L’OPPRESSION, la faim, l’effondrement des mœurs, la drogue, la menace d’une guerre nucléaire — ce sont là quelques-uns des problèmes que les ministres ordonnés de certaines religions s’efforcent de combattre par leur activisme. Il est clair que tous les chrétiens sont concernés par ce genre de problèmes. Mais l’immixtion dans la politique est-elle le moyen d’apporter un soulagement?
Les chefs religieux font de la politique parce qu’ils veulent donner une “note morale” ou avertir les gouvernements lorsque ceux-ci prennent la “mauvaise voie”. Mais quand ce sont les ecclésiastiques eux-mêmes qui prennent la mauvaise voie? Aux États-Unis, par exemple, un prêtre dévoué à la cause du nationalisme serbe plastiqua la maison d’un consul yougoslave. On ne peut que condamner un tel acte de terrorisme, surtout de la part d’un prêtre. Quels que soient ses mobiles, un prêtre prétend représenter Dieu. Or, la Parole de Dieu avertit clairement tous les croyants en ces termes: “Ne vous vengez pas vous-mêmes (...); car il est écrit: ‘La vengeance est à moi; c’est moi qui paierai de retour, dit Jéhovah.’” (Romains 12:19). Des actes comme celui du prêtre serbe ne peuvent qu’affaiblir la direction morale que certaines religions s’efforcent de donner.
Même au sein de l’Église catholique, beaucoup doutent sérieusement des prêtres et des religieuses qui prennent part aux révolutions. Un jésuite de Colombie a dit: “Les premiers à souffrir d’une révolte armée sont les pauvres, pas le clergé ni les évêques. Comment peut-on donc soutenir le point de vue de ces derniers?” Le pape lui-même a essayé de couper court à l’activisme de certains ecclésiastiques, en disant que le devoir d’un prêtre ou d’une religieuse est de satisfaire les besoins spirituels du troupeau, et non d’organiser la rébellion.

------

> **L'exercice**
Pourriez-vous recopier à l'identique, dans l'extrait sur l'engagement politique du clergé, tout ce qui va de « L’OPPRESSION, la faim, l’effondrement » jusqu'à « d’apporter un soulagement? » ? Les entrées n'interviennent en rien dans ce travail.

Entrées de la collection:
------

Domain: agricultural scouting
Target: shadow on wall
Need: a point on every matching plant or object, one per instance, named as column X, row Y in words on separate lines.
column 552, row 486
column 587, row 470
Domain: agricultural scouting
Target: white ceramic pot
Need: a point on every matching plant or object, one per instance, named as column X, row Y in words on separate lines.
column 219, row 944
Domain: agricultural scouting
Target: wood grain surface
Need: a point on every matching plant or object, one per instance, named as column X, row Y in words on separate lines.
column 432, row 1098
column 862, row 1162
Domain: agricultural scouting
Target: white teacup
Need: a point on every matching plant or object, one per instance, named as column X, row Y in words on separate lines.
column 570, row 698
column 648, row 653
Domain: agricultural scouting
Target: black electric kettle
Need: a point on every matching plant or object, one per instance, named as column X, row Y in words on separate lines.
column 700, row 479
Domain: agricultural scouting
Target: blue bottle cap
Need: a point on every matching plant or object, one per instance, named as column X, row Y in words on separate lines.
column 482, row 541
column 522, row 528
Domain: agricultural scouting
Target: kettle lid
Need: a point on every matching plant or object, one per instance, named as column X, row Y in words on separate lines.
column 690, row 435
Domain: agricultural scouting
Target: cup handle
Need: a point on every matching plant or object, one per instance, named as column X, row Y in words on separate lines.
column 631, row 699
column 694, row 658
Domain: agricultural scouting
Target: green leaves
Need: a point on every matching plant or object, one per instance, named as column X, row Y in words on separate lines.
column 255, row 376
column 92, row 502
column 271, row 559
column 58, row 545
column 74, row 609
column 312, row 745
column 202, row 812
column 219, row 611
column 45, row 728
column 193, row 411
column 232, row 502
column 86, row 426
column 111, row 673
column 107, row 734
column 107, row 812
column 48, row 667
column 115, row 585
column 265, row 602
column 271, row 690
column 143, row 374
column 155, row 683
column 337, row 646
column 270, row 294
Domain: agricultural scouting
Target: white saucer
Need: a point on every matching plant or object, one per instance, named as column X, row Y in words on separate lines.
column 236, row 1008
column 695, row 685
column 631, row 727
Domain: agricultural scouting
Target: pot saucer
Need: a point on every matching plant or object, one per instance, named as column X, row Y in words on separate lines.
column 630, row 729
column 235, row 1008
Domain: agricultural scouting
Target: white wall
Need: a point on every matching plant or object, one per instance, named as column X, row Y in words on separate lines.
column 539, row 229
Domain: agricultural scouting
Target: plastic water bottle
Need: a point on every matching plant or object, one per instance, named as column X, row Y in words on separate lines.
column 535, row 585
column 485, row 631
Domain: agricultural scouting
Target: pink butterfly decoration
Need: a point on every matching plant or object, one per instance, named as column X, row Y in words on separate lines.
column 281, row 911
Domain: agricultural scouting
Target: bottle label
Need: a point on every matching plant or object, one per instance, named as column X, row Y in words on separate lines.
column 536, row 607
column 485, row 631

------

> **Réponse à l'exercice**
L’OPPRESSION, la faim, l’effondrement des mœurs, la drogue, la menace d’une guerre nucléaire — ce sont là quelques-uns des problèmes que les ministres ordonnés de certaines religions s’efforcent de combattre par leur activisme. Il est clair que tous les chrétiens sont concernés par ce genre de problèmes. Mais l’immixtion dans la politique est-elle le moyen d’apporter un soulagement?